── EXTRACTED INFORMATION

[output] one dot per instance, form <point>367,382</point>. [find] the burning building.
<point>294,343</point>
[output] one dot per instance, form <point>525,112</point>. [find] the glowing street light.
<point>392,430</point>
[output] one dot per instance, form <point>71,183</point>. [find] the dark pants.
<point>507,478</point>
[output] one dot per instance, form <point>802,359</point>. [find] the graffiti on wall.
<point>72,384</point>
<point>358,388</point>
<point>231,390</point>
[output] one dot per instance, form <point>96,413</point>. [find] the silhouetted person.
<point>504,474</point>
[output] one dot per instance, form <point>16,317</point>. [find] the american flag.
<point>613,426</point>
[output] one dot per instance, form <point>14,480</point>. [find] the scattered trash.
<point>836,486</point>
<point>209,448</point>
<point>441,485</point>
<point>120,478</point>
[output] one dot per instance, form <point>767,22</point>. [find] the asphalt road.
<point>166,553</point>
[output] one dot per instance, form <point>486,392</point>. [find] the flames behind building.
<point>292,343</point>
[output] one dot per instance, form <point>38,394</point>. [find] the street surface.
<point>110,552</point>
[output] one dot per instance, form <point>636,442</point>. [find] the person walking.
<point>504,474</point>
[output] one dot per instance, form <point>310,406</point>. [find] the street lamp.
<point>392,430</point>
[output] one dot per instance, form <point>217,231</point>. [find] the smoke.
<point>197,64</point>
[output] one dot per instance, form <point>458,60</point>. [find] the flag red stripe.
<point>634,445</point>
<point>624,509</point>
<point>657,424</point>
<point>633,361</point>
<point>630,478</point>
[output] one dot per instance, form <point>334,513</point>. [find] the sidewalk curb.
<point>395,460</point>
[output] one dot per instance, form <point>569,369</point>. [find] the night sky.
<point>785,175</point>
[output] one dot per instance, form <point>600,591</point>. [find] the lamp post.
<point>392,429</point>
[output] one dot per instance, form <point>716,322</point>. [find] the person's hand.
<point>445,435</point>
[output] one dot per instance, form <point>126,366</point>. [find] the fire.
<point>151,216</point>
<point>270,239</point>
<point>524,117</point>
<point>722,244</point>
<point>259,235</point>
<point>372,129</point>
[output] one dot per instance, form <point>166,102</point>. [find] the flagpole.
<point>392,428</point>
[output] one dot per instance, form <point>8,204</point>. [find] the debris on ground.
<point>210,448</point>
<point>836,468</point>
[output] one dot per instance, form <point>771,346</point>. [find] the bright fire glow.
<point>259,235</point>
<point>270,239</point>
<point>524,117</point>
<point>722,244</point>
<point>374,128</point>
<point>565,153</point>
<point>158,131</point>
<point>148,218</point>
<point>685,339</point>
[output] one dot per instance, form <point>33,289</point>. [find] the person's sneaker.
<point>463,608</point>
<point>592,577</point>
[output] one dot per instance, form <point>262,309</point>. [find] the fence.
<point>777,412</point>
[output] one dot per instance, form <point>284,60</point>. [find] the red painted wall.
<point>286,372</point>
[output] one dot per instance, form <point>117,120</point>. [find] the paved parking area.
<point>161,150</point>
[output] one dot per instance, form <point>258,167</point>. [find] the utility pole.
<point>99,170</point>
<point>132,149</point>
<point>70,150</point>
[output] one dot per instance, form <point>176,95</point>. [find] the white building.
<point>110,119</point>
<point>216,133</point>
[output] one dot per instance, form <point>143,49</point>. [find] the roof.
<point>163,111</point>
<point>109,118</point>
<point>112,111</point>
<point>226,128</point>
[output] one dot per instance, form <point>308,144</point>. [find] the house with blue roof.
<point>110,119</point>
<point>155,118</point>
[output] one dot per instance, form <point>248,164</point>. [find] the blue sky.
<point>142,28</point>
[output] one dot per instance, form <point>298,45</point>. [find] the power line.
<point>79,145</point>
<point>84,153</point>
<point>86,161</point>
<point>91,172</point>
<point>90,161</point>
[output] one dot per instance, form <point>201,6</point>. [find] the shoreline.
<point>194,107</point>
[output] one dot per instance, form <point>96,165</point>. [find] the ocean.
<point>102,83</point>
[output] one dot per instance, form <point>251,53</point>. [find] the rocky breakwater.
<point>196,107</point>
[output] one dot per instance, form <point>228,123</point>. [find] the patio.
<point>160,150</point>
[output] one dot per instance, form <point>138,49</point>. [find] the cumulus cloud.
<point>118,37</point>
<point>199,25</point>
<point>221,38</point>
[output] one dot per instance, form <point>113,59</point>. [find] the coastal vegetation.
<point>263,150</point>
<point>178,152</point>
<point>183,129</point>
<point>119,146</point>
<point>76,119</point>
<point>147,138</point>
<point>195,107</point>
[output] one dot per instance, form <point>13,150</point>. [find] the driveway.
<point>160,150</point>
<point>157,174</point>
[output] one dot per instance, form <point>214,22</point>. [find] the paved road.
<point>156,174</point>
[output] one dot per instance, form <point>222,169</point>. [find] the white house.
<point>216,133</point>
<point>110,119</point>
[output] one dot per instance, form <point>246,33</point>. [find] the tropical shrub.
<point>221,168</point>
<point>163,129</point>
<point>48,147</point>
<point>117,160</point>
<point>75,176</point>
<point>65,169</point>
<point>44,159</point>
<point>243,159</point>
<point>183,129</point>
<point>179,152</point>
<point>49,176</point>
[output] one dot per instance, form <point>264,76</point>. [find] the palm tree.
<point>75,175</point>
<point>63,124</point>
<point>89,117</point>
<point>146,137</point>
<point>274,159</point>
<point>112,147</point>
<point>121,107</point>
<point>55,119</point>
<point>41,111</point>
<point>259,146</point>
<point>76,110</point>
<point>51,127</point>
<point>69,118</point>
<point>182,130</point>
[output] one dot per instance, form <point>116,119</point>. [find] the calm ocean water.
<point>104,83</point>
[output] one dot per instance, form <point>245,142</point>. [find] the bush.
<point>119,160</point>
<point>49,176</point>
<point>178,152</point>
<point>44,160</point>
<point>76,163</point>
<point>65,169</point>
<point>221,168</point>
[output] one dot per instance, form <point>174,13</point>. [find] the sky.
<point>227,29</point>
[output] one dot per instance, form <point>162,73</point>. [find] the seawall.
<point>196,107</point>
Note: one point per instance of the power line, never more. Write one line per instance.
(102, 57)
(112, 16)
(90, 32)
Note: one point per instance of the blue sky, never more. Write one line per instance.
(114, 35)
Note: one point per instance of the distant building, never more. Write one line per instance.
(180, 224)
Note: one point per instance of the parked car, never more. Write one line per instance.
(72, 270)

────

## [TASK REQUIREMENTS]
Give all the records again. Match them exactly.

## [EXPECTED ANSWER]
[output] one dot per instance, form <point>367,382</point>. [find] the burning building.
<point>294,343</point>
[output] one dot per instance, form <point>525,112</point>. [find] the glowing street light.
<point>392,430</point>
[output] one dot per instance, form <point>71,183</point>. [find] the dark pants.
<point>507,478</point>
[output] one dot per instance, form <point>802,359</point>. [find] the graffiti on wall.
<point>72,384</point>
<point>358,388</point>
<point>231,390</point>
[output] one dot per instance, form <point>96,413</point>. [find] the silhouetted person.
<point>504,474</point>
[output] one dot per instance, form <point>16,317</point>. [find] the american flag.
<point>613,426</point>
[output] one dot per instance, form <point>14,480</point>. [find] the scattered trash.
<point>836,486</point>
<point>209,448</point>
<point>441,485</point>
<point>120,478</point>
[output] one dot per instance, form <point>767,22</point>. [find] the asphalt road.
<point>166,553</point>
[output] one dot per instance, form <point>486,392</point>. [find] the flames behind building.
<point>292,343</point>
[output] one dot per instance, form <point>38,394</point>. [find] the street surface.
<point>110,552</point>
[output] one dot per instance, form <point>636,442</point>. [find] the person walking.
<point>504,474</point>
[output] one dot per instance, form <point>310,406</point>. [find] the street lamp.
<point>392,430</point>
[output] one dot per instance, form <point>217,231</point>. [find] the smoke.
<point>197,64</point>
[output] one dot per instance, form <point>458,60</point>. [find] the flag red stripe.
<point>634,445</point>
<point>624,509</point>
<point>657,424</point>
<point>633,361</point>
<point>630,478</point>
[output] one dot per instance, form <point>334,513</point>. [find] the sidewalk curb.
<point>395,460</point>
[output] one dot per instance, form <point>569,369</point>. [find] the night sky.
<point>785,175</point>
[output] one dot per instance, form <point>600,591</point>. [find] the lamp post.
<point>392,429</point>
[output] one dot per instance, form <point>716,322</point>. [find] the person's hand.
<point>445,435</point>
[output] one dot per instance, form <point>126,366</point>. [find] the fire.
<point>151,216</point>
<point>270,239</point>
<point>524,117</point>
<point>722,244</point>
<point>259,235</point>
<point>372,129</point>
[output] one dot per instance, form <point>166,102</point>. [find] the flagpole.
<point>392,428</point>
[output] one dot per instance, form <point>8,204</point>. [find] the debris on ground.
<point>210,448</point>
<point>836,468</point>
[output] one dot per instance, form <point>771,346</point>. [find] the bright fire glow.
<point>259,235</point>
<point>270,239</point>
<point>524,117</point>
<point>722,244</point>
<point>374,128</point>
<point>565,153</point>
<point>158,131</point>
<point>148,218</point>
<point>685,339</point>
[output] one dot per instance, form <point>33,289</point>. [find] the person's sneaker.
<point>463,608</point>
<point>592,577</point>
[output] one dot per instance, form <point>262,309</point>. [find] the fence.
<point>777,412</point>
[output] one dot per instance, form <point>284,60</point>. [find] the red painted wall.
<point>286,372</point>
[output] one dot per instance, form <point>117,120</point>. [find] the paved parking area.
<point>161,150</point>
[output] one dot per instance, form <point>258,167</point>. [find] the utility pole.
<point>99,170</point>
<point>132,149</point>
<point>70,150</point>
[output] one dot per instance, form <point>176,95</point>. [find] the white building.
<point>110,119</point>
<point>216,133</point>
[output] one dot per instance, form <point>143,49</point>. [find] the roof.
<point>163,111</point>
<point>109,118</point>
<point>112,111</point>
<point>226,128</point>
[output] one dot per instance, form <point>308,144</point>. [find] the house with blue roof.
<point>110,119</point>
<point>155,118</point>
[output] one dot per instance, form <point>248,164</point>. [find] the blue sky.
<point>142,28</point>
[output] one dot per instance, form <point>298,45</point>. [find] the power line.
<point>79,145</point>
<point>84,153</point>
<point>86,161</point>
<point>91,172</point>
<point>90,161</point>
[output] one dot per instance, form <point>201,6</point>. [find] the shoreline.
<point>194,107</point>
[output] one dot per instance, form <point>96,165</point>. [find] the ocean.
<point>102,83</point>
[output] one dot per instance, form <point>251,53</point>. [find] the rocky breakwater.
<point>196,107</point>
[output] one dot per instance, form <point>228,123</point>. [find] the patio.
<point>160,150</point>
[output] one dot per instance, form <point>138,49</point>. [find] the cumulus cloud.
<point>118,37</point>
<point>199,25</point>
<point>221,38</point>
[output] one dot per instance, form <point>113,59</point>. [find] the coastal vegetation.
<point>263,150</point>
<point>178,152</point>
<point>183,129</point>
<point>119,146</point>
<point>76,119</point>
<point>147,138</point>
<point>195,107</point>
[output] one dot per instance, form <point>13,150</point>. [find] the driveway.
<point>160,150</point>
<point>157,174</point>
[output] one dot per instance, form <point>214,22</point>. [find] the paved road.
<point>156,174</point>
[output] one dot per instance, form <point>222,169</point>. [find] the white house.
<point>216,133</point>
<point>110,119</point>
[output] one dot per instance, form <point>246,33</point>. [find] the tropical shrub.
<point>221,168</point>
<point>163,129</point>
<point>48,147</point>
<point>117,160</point>
<point>75,176</point>
<point>65,169</point>
<point>44,159</point>
<point>243,159</point>
<point>183,129</point>
<point>179,152</point>
<point>49,176</point>
[output] one dot per instance, form <point>264,76</point>. [find] the palm tree.
<point>75,175</point>
<point>63,124</point>
<point>89,117</point>
<point>146,137</point>
<point>274,159</point>
<point>112,147</point>
<point>121,107</point>
<point>55,119</point>
<point>41,111</point>
<point>259,146</point>
<point>76,110</point>
<point>51,127</point>
<point>69,118</point>
<point>182,130</point>
[output] one dot per instance, form <point>116,119</point>. [find] the calm ocean water.
<point>104,83</point>
[output] one dot per instance, form <point>245,142</point>. [find] the bush.
<point>119,160</point>
<point>49,176</point>
<point>178,152</point>
<point>44,160</point>
<point>76,163</point>
<point>65,169</point>
<point>221,168</point>
[output] one dot per instance, form <point>174,13</point>. [find] the sky.
<point>227,29</point>
[output] one dot per instance, form <point>162,73</point>. [find] the seawall.
<point>196,107</point>
Note: one point per instance of the power line, never more. Write one line per instance.
(102, 57)
(112, 16)
(90, 32)
Note: one point per instance of the blue sky, never more. Write one line per instance.
(114, 35)
Note: one point per instance of the distant building, never more. Write one line per instance.
(180, 224)
Note: one point per instance of the parked car, never more. Write one line per instance.
(72, 270)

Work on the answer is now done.